Referring expression data:
++++++++++++++++++++

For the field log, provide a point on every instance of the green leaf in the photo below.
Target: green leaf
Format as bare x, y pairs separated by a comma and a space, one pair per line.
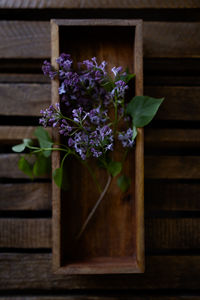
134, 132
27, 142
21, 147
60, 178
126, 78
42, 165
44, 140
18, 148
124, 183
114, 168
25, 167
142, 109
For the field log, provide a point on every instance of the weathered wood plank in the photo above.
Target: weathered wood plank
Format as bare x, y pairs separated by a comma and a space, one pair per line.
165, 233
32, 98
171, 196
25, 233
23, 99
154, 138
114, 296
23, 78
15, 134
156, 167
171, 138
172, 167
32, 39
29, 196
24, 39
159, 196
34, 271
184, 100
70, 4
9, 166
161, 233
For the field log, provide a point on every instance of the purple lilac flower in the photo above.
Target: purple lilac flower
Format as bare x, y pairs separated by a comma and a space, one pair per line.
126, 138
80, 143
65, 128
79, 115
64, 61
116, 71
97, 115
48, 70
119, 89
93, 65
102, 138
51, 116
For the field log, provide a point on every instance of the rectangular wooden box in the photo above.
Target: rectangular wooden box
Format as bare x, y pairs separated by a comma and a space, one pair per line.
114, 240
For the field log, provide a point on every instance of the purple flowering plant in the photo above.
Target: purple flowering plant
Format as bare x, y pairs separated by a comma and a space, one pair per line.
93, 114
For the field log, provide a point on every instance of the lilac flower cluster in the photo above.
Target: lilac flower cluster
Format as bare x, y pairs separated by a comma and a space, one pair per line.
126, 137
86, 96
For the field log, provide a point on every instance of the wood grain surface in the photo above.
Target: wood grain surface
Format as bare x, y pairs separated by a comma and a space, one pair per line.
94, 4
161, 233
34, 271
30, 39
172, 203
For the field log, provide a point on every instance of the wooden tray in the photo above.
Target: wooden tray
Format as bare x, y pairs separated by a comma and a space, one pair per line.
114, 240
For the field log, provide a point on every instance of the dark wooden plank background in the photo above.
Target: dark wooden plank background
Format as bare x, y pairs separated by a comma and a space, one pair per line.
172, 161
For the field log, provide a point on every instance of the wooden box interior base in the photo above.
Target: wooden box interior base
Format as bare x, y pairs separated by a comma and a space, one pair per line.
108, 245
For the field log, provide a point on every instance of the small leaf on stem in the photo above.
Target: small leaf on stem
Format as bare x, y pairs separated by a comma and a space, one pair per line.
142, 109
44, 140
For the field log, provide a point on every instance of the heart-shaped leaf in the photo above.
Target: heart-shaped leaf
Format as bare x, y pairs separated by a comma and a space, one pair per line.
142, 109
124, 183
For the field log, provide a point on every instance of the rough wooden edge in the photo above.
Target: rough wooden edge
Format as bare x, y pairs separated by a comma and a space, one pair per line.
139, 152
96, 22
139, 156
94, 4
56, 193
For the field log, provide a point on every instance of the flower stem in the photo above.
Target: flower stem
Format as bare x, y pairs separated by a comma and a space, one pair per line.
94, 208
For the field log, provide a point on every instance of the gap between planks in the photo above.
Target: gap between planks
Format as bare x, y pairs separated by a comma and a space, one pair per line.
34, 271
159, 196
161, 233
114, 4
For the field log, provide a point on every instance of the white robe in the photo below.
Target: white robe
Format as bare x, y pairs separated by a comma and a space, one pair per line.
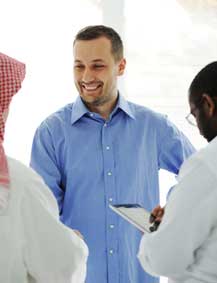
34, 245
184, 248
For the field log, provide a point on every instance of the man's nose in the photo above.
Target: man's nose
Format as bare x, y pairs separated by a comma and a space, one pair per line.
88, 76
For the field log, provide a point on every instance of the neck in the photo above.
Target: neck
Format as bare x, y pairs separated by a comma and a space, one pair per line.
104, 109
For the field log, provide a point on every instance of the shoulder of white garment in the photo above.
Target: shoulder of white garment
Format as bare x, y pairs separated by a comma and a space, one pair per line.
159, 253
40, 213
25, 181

++++++++++++++++++++

→ **WORK TO COMPLETE**
Write out, please, only the lines from the one with "nose in the photo above." through the last line above, both included and unchanged.

→ **ANSWER BELOW**
For the field log, provide a point on every instance of the man's nose in the photo above.
Target: man's nose
Format as bare x, y pairs separated by a comma and a space, one pair per line.
88, 76
For the field log, provide a point on every instance of the neck in the photo above.
Target: neck
Format as bare x, y pairs separated by a comma and a space, one pair per line.
104, 109
For the field log, provide a point on every instance of the shoulder of white garment in the photo above.
Target: shoulder of white garment
Format as bare x, y pairs separated by a comma and a space, one pair per line.
159, 253
40, 213
25, 181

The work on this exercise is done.